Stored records
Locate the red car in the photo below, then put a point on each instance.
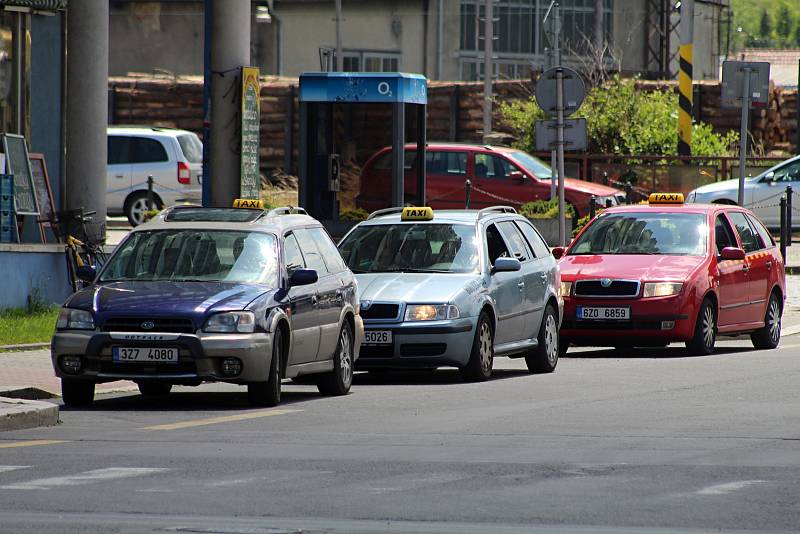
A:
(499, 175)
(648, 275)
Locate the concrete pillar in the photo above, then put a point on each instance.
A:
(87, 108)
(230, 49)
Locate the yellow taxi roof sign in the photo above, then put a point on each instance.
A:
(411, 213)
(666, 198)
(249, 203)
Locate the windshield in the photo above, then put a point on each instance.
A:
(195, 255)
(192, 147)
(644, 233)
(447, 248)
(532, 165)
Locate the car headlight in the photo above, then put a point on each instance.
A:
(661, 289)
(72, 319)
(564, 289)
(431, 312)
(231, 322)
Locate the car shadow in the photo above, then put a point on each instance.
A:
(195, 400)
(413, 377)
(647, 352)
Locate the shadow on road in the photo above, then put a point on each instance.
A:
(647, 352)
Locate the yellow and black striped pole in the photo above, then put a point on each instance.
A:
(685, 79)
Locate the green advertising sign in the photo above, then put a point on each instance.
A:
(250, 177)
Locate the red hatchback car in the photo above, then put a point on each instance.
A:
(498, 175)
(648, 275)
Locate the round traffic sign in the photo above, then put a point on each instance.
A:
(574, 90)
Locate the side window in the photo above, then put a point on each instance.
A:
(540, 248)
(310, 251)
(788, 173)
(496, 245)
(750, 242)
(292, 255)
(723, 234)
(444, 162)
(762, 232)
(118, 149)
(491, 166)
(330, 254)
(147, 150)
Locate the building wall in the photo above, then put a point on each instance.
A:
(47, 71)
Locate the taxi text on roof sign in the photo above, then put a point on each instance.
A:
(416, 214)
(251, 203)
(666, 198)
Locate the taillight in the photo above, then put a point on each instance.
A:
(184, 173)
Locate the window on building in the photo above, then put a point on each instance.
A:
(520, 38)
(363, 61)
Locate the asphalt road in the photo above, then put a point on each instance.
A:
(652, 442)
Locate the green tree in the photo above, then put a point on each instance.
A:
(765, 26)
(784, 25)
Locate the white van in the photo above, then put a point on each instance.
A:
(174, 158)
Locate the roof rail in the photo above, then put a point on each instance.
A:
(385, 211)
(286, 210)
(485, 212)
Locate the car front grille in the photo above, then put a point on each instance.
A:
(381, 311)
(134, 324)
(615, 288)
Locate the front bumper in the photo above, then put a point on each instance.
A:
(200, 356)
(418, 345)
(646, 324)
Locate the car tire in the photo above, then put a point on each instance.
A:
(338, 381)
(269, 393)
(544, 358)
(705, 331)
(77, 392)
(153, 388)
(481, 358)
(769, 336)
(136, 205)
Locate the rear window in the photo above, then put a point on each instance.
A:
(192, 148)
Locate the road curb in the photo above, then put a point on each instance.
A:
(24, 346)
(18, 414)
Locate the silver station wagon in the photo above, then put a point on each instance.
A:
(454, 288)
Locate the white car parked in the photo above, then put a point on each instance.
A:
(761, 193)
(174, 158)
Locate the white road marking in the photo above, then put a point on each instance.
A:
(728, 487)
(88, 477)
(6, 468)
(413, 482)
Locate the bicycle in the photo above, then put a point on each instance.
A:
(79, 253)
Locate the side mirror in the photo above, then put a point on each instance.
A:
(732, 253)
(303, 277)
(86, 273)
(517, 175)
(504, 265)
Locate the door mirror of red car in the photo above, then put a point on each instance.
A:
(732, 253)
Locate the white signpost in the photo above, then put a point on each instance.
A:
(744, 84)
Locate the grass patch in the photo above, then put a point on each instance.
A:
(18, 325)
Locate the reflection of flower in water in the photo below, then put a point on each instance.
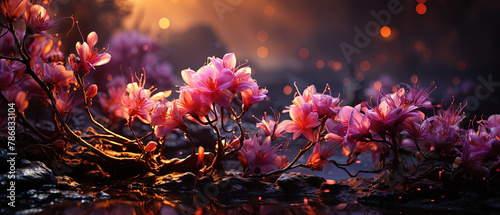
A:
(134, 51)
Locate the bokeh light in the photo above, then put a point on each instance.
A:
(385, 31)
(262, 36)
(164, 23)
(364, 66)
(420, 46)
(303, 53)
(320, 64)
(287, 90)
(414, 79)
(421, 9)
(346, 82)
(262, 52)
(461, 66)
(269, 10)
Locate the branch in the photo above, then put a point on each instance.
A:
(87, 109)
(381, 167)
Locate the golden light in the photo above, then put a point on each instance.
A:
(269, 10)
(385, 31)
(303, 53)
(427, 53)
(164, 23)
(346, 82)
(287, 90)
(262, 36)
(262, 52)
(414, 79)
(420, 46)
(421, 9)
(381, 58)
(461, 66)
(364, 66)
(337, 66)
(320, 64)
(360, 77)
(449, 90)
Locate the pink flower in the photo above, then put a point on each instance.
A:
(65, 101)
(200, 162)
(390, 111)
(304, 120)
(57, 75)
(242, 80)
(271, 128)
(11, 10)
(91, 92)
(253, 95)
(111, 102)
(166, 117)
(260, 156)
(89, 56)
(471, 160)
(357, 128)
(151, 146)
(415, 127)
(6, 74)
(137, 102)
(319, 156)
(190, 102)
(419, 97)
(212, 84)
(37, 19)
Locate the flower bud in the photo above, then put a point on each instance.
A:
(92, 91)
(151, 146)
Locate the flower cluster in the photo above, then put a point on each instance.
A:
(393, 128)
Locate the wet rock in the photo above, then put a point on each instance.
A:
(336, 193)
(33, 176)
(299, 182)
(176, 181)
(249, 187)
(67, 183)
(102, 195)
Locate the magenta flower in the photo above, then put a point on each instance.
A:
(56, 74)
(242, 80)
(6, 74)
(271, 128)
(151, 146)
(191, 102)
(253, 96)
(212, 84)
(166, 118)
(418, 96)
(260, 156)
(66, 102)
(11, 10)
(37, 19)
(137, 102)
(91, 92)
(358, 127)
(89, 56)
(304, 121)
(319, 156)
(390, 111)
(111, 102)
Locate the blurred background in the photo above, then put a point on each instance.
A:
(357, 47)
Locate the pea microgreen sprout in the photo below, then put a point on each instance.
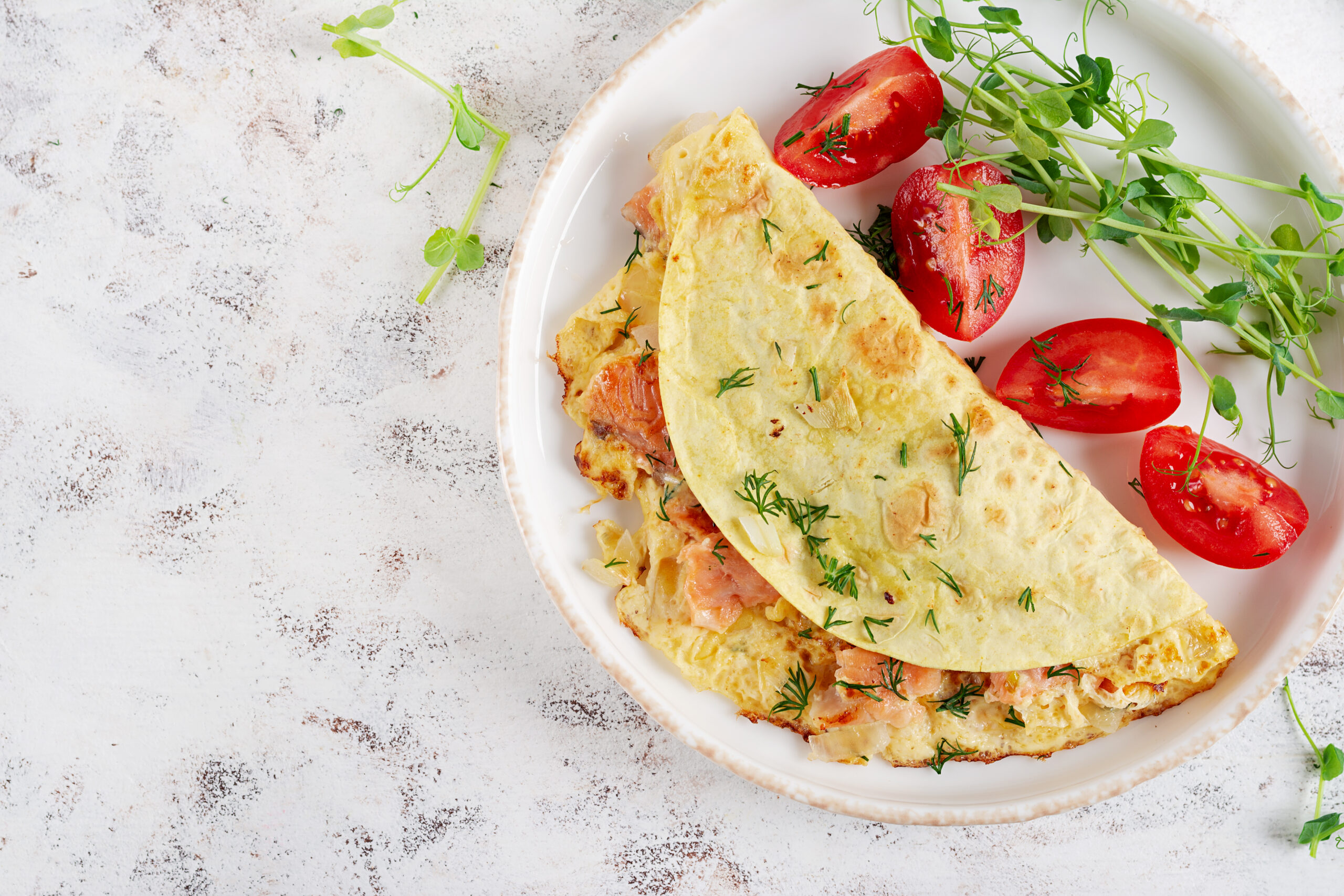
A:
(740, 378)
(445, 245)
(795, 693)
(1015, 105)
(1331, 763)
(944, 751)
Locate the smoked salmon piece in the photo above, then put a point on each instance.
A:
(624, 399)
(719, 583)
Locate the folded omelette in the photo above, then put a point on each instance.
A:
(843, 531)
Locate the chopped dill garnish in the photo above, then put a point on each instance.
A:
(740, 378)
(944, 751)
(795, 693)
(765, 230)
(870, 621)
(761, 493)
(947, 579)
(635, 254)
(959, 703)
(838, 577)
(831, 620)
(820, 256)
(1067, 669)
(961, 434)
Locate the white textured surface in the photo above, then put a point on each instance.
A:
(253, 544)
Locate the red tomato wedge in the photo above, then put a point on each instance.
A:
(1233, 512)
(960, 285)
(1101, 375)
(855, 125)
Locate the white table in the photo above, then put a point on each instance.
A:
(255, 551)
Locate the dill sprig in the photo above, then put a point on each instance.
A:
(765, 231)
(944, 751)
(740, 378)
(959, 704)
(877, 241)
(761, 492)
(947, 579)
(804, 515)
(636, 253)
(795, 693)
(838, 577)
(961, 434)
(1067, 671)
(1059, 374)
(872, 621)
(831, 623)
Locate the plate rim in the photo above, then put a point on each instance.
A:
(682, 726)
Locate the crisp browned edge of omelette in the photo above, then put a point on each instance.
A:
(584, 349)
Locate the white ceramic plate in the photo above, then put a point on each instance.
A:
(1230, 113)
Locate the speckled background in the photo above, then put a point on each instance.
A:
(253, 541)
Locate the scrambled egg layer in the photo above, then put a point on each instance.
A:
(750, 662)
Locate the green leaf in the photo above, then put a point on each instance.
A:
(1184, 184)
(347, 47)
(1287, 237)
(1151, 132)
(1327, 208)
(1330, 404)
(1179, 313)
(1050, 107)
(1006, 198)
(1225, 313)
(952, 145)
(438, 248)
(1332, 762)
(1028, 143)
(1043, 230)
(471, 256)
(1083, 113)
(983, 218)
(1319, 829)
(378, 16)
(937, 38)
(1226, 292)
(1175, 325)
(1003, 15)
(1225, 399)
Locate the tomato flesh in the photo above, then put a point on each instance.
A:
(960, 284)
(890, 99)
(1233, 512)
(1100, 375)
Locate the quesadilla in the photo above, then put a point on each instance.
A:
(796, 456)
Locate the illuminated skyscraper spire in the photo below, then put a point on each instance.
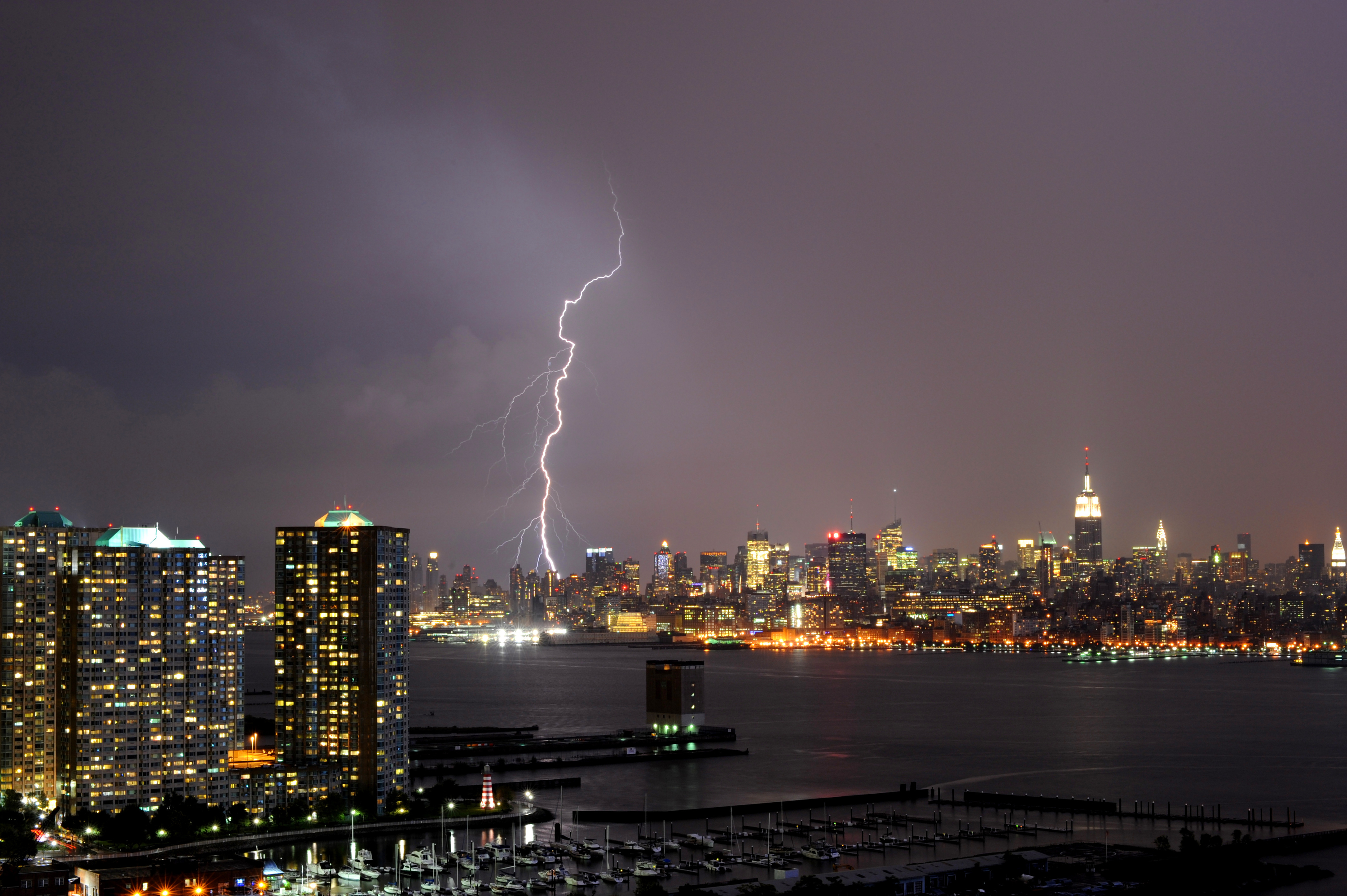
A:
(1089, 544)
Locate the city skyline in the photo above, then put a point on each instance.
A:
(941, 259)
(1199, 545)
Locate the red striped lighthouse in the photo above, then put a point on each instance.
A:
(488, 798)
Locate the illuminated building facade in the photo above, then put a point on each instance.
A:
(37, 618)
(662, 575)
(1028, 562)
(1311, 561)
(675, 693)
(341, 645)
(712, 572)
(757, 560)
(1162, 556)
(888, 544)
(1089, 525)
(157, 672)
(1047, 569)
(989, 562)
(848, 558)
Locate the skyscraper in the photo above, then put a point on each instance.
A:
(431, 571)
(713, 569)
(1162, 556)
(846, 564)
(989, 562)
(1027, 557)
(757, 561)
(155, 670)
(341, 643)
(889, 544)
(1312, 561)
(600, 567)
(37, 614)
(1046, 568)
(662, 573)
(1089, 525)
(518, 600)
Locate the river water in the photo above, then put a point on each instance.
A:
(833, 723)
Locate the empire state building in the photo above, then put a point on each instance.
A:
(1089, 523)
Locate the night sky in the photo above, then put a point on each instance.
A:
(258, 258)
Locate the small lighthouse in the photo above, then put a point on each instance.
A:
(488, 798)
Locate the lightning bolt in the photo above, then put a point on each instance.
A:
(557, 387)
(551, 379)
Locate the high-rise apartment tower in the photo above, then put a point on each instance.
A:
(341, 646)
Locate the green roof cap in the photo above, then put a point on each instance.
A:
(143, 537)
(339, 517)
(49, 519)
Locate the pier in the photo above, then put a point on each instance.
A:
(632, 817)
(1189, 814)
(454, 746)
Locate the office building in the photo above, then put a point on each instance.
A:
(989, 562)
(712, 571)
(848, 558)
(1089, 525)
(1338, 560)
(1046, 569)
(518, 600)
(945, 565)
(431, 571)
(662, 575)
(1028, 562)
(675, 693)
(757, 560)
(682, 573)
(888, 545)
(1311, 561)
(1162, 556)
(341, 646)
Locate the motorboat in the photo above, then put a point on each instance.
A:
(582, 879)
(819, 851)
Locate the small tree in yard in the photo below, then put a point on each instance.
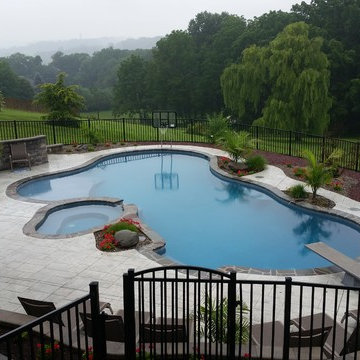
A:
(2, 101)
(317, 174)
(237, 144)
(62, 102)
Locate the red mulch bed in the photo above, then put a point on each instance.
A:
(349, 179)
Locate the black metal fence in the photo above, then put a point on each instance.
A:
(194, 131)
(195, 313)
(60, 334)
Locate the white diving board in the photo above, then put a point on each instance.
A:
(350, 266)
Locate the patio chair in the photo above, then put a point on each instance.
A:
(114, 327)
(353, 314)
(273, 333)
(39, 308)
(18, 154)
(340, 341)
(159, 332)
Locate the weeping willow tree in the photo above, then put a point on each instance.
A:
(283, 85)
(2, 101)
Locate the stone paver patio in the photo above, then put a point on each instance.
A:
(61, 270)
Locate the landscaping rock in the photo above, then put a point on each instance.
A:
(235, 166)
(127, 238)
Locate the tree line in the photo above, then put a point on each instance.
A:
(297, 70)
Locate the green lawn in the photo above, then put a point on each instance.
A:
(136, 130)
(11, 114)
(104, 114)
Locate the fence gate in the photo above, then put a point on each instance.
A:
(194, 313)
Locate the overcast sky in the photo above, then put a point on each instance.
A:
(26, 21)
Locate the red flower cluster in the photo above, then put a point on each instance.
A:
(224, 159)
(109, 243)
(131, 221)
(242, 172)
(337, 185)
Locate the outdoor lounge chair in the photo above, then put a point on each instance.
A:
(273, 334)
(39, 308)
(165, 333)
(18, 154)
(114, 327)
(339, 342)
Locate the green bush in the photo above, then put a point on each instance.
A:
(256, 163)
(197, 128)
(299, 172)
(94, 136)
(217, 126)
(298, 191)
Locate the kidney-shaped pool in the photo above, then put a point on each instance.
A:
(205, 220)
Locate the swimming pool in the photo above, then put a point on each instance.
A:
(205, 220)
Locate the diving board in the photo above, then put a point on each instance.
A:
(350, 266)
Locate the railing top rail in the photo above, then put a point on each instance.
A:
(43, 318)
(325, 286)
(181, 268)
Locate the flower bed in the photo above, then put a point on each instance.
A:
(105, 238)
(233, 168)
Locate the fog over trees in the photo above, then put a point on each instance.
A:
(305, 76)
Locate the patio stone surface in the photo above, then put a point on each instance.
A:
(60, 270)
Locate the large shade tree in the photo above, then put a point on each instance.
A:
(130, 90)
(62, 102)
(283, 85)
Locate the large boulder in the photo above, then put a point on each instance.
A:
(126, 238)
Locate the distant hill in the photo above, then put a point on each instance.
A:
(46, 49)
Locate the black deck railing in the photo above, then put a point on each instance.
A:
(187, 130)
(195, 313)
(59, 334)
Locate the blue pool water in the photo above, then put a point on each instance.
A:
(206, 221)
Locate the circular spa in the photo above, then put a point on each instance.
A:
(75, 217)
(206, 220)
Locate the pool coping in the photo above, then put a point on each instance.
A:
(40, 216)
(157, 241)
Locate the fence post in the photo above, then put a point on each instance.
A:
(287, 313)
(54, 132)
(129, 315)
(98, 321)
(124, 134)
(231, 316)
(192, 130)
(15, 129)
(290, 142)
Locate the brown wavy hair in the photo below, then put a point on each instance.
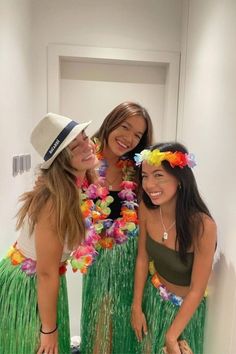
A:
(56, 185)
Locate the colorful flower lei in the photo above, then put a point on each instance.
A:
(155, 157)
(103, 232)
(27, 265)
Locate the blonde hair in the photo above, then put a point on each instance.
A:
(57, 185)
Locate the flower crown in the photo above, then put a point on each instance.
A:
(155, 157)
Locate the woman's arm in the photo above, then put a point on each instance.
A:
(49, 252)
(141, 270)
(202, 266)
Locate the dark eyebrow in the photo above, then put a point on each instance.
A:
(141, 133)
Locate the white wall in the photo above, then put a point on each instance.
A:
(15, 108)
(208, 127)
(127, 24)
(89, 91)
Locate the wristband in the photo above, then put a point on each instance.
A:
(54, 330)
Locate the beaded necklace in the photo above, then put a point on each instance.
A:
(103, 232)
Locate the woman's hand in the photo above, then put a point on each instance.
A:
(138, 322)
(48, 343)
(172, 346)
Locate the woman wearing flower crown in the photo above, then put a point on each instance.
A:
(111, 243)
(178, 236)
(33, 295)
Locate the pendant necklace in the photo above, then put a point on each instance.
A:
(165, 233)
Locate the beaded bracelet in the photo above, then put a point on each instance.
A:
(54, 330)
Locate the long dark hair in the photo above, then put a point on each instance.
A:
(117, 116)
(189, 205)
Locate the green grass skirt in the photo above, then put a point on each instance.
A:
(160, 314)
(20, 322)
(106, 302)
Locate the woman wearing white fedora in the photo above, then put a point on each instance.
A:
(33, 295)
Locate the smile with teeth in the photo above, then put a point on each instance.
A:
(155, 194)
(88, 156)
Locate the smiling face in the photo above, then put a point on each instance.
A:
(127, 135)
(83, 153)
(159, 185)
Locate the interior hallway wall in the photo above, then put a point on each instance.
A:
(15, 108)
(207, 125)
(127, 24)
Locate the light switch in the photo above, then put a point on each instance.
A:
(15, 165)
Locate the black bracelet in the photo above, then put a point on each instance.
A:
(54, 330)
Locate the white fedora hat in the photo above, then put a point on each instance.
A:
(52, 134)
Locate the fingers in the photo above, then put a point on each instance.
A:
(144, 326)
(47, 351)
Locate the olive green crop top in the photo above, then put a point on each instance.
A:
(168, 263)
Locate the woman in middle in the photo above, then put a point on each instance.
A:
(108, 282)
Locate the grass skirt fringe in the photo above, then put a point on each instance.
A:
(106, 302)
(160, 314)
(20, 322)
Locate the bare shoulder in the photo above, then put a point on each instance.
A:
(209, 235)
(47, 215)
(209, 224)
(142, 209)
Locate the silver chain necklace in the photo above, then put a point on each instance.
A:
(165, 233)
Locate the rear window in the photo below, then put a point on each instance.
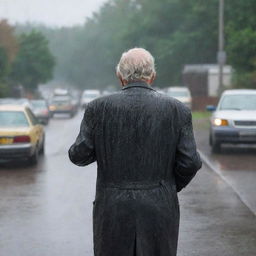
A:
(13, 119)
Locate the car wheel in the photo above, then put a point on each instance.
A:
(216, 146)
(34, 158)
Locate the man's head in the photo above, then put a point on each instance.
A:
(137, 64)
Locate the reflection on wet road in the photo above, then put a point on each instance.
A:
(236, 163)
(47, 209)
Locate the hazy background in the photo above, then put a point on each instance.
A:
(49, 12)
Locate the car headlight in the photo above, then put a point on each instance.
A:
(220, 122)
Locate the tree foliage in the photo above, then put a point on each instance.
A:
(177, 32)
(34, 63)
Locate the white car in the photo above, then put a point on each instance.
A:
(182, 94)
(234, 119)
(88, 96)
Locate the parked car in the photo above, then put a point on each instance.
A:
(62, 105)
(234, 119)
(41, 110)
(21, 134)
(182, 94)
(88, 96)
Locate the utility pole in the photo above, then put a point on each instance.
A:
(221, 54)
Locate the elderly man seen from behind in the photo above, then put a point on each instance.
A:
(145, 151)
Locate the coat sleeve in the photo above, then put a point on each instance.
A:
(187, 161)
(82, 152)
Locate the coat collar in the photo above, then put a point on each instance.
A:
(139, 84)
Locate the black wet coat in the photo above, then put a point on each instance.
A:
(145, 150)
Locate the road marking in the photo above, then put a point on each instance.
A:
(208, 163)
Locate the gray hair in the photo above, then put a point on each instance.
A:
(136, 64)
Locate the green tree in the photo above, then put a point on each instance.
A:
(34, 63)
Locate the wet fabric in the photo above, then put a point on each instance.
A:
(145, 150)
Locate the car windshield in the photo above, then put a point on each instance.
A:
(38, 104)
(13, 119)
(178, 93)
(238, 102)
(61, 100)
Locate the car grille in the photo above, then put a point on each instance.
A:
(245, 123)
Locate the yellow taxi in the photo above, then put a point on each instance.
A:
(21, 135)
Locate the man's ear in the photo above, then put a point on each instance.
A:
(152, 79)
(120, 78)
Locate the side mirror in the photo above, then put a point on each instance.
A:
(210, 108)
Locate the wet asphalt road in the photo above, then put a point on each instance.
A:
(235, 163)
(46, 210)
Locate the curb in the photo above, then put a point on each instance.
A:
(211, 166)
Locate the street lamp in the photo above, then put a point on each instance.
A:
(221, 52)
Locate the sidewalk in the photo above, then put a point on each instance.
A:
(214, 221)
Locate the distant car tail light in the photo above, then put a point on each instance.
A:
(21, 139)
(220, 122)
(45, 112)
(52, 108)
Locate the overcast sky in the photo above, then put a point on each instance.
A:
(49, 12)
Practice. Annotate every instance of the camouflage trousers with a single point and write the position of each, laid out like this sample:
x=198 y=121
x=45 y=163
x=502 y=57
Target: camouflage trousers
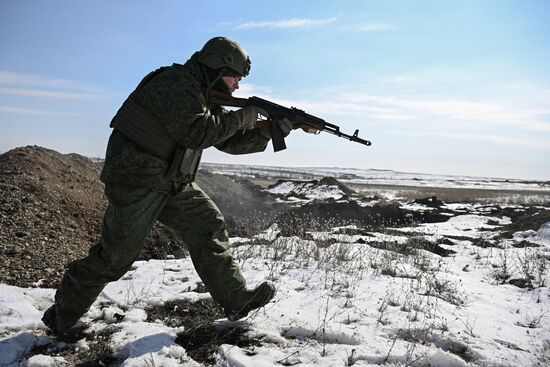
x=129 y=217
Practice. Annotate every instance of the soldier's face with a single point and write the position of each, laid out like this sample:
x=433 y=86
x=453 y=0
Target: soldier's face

- [WHAT YOU WILL DO] Please give an exact copy of the entries above, from the line with "Locate the bokeh" down to the line with "Locate the golden", inclusive, and nothing else.

- [COMPLETED TASK]
Locate the bokeh light in the photo above, then put a point on each instance.
A:
(385, 31)
(262, 36)
(164, 23)
(364, 66)
(420, 46)
(303, 53)
(320, 64)
(287, 90)
(414, 79)
(421, 9)
(346, 82)
(262, 52)
(461, 66)
(269, 10)
Locate the branch in the photo above, then put a point on each instance.
A:
(87, 109)
(381, 167)
Locate the golden light in the photo above, then put a point on each instance.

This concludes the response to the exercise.